• _Job_
Gather every line in the records below that contains the string "wooden" and copy each such line. Case counts, so a line matches only if its capitalization agrees with "wooden".

• _Material_
::::::::::
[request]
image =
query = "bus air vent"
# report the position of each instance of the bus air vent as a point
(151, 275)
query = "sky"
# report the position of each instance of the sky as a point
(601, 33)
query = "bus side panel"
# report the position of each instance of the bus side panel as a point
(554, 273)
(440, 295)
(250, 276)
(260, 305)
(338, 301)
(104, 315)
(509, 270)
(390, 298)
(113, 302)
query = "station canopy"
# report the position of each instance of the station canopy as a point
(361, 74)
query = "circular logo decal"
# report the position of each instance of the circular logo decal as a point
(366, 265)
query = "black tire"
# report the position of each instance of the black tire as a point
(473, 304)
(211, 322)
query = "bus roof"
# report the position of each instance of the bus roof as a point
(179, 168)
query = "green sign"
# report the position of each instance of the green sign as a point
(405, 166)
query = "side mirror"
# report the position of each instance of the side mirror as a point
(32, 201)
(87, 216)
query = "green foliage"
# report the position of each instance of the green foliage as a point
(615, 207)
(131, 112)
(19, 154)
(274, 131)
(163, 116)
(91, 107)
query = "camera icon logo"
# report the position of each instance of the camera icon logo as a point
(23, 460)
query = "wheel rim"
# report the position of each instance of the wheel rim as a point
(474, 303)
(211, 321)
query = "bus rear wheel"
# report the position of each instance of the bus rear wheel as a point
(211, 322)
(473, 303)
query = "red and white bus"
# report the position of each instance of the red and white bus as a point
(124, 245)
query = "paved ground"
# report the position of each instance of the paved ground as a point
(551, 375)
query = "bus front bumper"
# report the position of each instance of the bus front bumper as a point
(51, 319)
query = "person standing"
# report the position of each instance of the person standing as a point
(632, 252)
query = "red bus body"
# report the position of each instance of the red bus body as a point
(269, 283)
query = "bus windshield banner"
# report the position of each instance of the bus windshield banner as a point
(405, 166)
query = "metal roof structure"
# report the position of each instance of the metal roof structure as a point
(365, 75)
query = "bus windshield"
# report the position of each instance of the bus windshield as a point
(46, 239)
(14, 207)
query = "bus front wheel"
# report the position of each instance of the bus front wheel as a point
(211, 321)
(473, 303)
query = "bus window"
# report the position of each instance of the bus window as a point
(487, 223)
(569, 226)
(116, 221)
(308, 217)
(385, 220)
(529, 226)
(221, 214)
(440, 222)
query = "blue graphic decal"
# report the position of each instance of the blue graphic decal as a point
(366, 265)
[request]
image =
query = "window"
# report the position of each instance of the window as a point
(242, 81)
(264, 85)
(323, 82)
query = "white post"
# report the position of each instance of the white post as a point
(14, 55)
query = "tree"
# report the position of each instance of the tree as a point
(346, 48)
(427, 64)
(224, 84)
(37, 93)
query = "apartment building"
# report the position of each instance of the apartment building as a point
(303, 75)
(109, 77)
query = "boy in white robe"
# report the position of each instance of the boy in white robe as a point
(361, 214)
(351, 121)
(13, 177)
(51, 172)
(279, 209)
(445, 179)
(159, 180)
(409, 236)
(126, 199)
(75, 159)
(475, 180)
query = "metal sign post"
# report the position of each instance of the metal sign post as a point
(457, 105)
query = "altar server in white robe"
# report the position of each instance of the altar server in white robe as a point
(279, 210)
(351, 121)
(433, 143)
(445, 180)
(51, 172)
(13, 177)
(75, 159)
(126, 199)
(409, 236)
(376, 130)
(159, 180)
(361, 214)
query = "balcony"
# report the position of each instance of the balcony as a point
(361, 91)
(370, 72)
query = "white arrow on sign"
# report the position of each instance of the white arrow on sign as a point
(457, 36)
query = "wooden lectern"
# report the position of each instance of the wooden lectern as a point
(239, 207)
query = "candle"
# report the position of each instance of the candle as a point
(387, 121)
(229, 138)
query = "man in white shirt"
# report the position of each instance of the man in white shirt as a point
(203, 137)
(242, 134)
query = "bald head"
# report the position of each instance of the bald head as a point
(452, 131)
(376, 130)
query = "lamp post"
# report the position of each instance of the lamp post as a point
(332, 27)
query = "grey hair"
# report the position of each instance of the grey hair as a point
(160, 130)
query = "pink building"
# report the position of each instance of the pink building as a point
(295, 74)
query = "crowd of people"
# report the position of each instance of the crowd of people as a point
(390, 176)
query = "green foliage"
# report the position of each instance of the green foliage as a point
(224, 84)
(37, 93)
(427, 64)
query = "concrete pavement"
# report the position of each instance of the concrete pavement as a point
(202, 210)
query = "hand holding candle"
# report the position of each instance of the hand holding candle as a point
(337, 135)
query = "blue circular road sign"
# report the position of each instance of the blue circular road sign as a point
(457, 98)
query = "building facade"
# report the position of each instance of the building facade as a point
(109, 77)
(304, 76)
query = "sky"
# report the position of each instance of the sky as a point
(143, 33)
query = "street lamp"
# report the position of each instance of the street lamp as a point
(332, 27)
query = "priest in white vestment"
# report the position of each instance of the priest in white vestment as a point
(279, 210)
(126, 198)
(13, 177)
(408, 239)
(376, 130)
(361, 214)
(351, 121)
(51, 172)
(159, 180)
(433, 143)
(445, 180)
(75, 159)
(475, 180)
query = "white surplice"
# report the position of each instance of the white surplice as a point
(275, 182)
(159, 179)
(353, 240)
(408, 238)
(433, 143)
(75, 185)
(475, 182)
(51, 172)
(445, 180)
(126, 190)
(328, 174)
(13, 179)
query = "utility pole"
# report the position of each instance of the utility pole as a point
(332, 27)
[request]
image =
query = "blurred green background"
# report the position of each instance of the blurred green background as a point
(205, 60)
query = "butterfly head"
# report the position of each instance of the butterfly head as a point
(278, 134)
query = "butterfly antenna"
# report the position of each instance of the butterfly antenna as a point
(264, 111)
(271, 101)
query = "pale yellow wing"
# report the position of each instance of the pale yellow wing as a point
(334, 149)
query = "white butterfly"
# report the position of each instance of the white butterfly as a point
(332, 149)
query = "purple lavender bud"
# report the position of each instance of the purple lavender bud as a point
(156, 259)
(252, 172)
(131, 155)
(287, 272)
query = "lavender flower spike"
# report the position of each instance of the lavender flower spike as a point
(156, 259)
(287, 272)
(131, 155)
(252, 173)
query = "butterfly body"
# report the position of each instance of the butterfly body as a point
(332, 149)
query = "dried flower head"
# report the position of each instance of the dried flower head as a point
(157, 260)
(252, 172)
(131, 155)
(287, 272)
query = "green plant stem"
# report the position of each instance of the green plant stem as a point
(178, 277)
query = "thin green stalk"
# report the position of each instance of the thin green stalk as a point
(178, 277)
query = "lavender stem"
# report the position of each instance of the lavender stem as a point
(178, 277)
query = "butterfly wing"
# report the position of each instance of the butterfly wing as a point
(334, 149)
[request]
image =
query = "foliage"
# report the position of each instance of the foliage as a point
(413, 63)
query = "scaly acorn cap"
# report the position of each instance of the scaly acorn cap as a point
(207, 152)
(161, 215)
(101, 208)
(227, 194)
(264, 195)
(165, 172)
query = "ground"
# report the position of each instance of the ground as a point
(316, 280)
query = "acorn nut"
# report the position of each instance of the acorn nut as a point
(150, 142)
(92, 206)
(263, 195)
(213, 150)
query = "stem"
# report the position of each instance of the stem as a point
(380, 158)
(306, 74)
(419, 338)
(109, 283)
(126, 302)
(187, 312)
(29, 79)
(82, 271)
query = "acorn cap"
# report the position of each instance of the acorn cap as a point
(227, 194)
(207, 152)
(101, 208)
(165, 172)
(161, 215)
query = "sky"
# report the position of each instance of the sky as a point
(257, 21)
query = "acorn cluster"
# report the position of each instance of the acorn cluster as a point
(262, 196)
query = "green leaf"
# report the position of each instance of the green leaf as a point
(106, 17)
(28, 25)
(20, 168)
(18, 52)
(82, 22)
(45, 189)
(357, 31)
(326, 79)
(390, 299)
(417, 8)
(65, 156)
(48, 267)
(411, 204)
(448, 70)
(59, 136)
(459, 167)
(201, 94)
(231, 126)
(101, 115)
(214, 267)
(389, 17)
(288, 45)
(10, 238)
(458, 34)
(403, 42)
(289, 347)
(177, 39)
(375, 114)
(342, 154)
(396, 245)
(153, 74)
::::::::::
• _Correct answer_
query = "wooden lectern"
# report the position of each instance of the wooden lectern as a point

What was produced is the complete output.